■ WHAT IS ASKED ■
Locate every row below that contains the word "mountain" and copy each of those rows in full. Case counts.

■ AVAILABLE RECORDS ■

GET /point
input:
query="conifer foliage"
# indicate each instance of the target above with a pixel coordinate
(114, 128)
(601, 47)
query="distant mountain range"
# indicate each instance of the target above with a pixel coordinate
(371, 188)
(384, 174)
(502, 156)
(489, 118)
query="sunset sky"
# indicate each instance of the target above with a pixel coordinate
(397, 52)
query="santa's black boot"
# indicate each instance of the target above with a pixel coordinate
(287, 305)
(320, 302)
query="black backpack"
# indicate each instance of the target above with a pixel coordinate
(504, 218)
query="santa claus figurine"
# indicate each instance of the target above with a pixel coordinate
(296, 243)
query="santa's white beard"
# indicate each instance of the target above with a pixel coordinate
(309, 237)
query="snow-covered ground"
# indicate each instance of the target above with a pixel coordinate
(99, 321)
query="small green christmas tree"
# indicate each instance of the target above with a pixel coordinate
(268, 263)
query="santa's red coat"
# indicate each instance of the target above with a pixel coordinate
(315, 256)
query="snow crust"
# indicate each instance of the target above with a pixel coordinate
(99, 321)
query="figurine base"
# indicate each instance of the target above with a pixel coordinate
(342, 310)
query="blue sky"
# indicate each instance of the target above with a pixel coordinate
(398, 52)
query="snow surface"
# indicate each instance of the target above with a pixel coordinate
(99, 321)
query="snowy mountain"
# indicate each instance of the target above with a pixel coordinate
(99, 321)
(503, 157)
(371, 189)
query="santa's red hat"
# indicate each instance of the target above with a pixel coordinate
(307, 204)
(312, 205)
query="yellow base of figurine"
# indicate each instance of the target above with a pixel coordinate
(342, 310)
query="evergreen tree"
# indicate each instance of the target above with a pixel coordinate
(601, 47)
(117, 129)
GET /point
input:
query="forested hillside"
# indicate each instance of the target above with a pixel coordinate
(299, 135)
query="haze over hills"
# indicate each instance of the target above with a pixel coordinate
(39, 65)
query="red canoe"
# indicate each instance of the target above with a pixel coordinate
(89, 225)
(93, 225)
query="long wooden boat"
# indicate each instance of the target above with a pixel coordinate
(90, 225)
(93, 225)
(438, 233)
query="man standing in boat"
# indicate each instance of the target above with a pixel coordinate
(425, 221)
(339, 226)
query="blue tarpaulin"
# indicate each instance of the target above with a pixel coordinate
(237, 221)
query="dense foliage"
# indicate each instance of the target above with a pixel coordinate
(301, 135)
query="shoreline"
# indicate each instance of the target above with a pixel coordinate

■ SOLUTION FOR THIS TASK ■
query="distant mountain range"
query="snowy mountain"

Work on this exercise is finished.